Given instruction =>
Please return every one of the items below word for word, changing and adding nothing.

Dataset =>
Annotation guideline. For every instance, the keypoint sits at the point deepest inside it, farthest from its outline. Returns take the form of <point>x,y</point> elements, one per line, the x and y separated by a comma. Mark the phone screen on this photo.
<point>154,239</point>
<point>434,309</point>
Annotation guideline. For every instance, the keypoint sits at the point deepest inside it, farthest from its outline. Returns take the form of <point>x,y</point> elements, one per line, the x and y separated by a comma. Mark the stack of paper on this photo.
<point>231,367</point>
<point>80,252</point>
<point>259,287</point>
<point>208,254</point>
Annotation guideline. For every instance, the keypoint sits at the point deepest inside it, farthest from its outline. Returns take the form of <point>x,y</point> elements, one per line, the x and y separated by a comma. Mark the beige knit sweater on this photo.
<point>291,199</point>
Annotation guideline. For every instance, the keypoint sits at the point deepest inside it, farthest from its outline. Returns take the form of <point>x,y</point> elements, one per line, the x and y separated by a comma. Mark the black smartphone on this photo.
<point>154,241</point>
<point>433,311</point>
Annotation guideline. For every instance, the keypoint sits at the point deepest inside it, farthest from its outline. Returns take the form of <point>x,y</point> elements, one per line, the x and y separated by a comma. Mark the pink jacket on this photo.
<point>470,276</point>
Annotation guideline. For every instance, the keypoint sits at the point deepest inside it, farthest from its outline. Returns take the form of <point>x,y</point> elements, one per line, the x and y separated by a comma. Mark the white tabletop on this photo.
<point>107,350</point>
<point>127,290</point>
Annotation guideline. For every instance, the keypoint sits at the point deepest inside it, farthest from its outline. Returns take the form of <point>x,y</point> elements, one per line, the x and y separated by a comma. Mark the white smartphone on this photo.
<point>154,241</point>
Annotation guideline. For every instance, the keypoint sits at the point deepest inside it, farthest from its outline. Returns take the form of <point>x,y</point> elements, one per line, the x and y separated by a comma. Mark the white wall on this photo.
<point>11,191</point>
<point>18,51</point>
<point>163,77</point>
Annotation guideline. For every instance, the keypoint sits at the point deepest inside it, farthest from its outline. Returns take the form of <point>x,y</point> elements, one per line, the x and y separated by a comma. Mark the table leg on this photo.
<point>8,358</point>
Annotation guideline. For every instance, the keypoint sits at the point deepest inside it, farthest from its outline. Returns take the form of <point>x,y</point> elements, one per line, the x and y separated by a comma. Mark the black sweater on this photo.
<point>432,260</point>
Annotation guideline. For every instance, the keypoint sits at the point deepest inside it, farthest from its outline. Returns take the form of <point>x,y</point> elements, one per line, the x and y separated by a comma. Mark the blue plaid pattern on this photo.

The output =>
Annotation guideline. For every instance, the keypoint sits at the point deepest inside it, farthest from its outline. Returns take the form of <point>x,y</point> elements, one per line, the x and y separated by a comma. Mark the phone screen on this photo.
<point>154,239</point>
<point>434,309</point>
Annotation guideline. For every instance, the keypoint sits at the point deepest inside it, farthest from its outline. Returns take the form of <point>x,y</point> elements, one per line, the x and y separated by a comma. Mark the stack of paper on this photo.
<point>231,367</point>
<point>80,252</point>
<point>259,287</point>
<point>208,254</point>
Annotation guideline. For every instance, the keypoint sits at the point deepest inside it, farthest from its outline. Returns take the form of <point>x,y</point> elements, one per line, the x and y separated by a comma. Mark the beige knit sweater on this photo.
<point>291,199</point>
Annotation guideline. For every instance, the keypoint sits at the point deepest inside it, farthest from its outline. Returns take the form of <point>x,y</point> elements, one per line, the x and y separated by a comma. Mark the black smartphone on this photo.
<point>154,241</point>
<point>433,311</point>
Annotation guideline. For every instance, the keypoint sits at the point deepest inside it, farthest from its outline. Returns take the form of <point>x,y</point> elements, one per line, the x and y separated by a comma. Mark the pink jacket on this photo.
<point>470,276</point>
Annotation guideline. For every instance, the keypoint sits at the point deepest inside it, farthest from its outline. Returns take the form of <point>x,y</point> elements, one per line, the x and y separated by a comma. Mark the white tabletop on this photo.
<point>107,350</point>
<point>127,290</point>
Annotation guideline. For every instance, the keypoint sits at the point deepest inside it, farthest from its outline. Returns take the form of <point>x,y</point> elements, one per line, the x and y separated by a comma. Mark the white smartphone on this photo.
<point>154,241</point>
Annotation guideline. For every instance, the keypoint sits at the point deepest inside it, farthest from its outline. Returns take the form of <point>x,y</point> elements, one per line, the x and y separated by a comma. Mark the white wall on this photo.
<point>11,191</point>
<point>18,51</point>
<point>163,77</point>
Annotation guideline. For every instance, the keypoint sits at the point deepest inside it, farthest from its outline. Returns take the form of <point>x,y</point> elements, one per line, the x and y separated by a comma. Mark the table leg on this photo.
<point>8,358</point>
Annotation guideline. For every instance, the keypoint sits at the point deepest inside it, farthest from its outline. Returns take the form of <point>x,y</point> elements, one per line, the x and y separated by a comma. Mark the black sweater on this photo.
<point>432,260</point>
Annotation guideline. For every instance, the keypoint sits at the point deepest inside it, farthest from its outline. Returns take the form of <point>x,y</point> elements, one per line, the x and y separated by a comma. Mark the blue plaid pattern on this photo.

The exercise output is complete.